Développé par M11 Studio, DeTechtive 2112 promet une plongée dans un cyberpunk sale, poisseux, loin des visions glamour et ultra-technologiques du genre. Ici, pas de cyber-implants rutilants ou de cités de verre illuminées. Juste des ruelles baignées de néons fatigués, des junkies cybernétiques à la dérive, et des corporations qui dictent leur loi en coulisses. Un monde où même les détectives ne cherchent plus la vérité, mais simplement un moyen de survivre une journée de plus.
Mais cette promesse de crasse et de fatalisme tient-elle vraiment sur la longueur ? Ou est-ce juste un décor de carton-pâte cachant un gameplay bancal et une écriture à la dérive ?
Un héros désabusé dans un monde trop creux
Londres a changé. La Troisième Guerre mondiale l’a laissée en ruines, puis les corporations sont venues recouvrir les cendres d’un vernis de haute technologie. Mais sous les panneaux publicitaires lumineux et les rues bardées de caméras, la ville pue encore la misère, la crasse et les vieux mensonges. C’est ici que Matthew Wallace opère, traînant sa carcasse de vétéran reconverti en détective privé, acceptant des contrats payés au lance-pierres pour des clients qui, eux aussi, essaient simplement de surnager. La vérité, il n’y croit plus. Juste des rapports à boucler, des affaires à régler.
===============
#### [QUESTIONS À RÉSOUDRE]
**A)** Répondez aux questions suivantes d'après le texte sur DeTechtive 2112.
(i) Quel studio a développé le jeu ?
(ii) Dans quelle ville le détective exerce-t-il ?
(iii) Quel conflit a laissé cette ville en ruines ?
**B)** Réécrivez le passage du texte sur DeTechtive 2112 qui commence par les mots « Mais cette promesse » et se termine par « la dérive ? », en remplaçant « fatalisme » par « désespoir ».
===============
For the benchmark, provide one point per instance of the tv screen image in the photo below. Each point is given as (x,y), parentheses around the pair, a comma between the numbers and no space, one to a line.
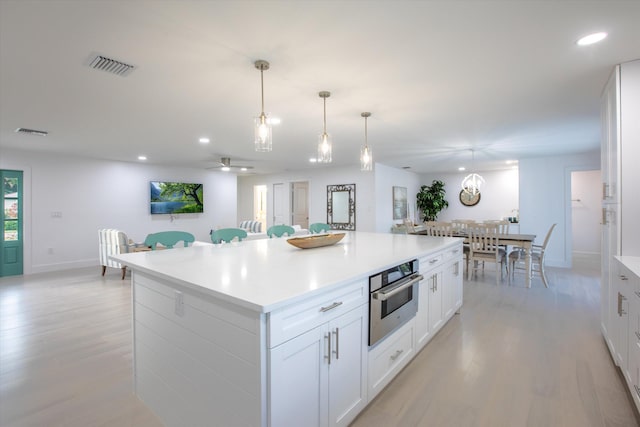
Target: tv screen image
(176,197)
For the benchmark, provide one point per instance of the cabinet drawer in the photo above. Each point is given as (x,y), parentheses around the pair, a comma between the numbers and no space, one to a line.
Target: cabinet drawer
(389,357)
(430,262)
(453,253)
(294,320)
===============
#### [LISTE DES SOLUTIONS]
**A)**
(i) M11 Studio.
(ii) Londres.
(iii) La Troisième Guerre mondiale.

**B)**
Mais cette promesse de crasse et de désespoir tient-elle vraiment sur la longueur ? Ou est-ce juste un décor de carton-pâte cachant un gameplay bancal et une écriture à la dérive ?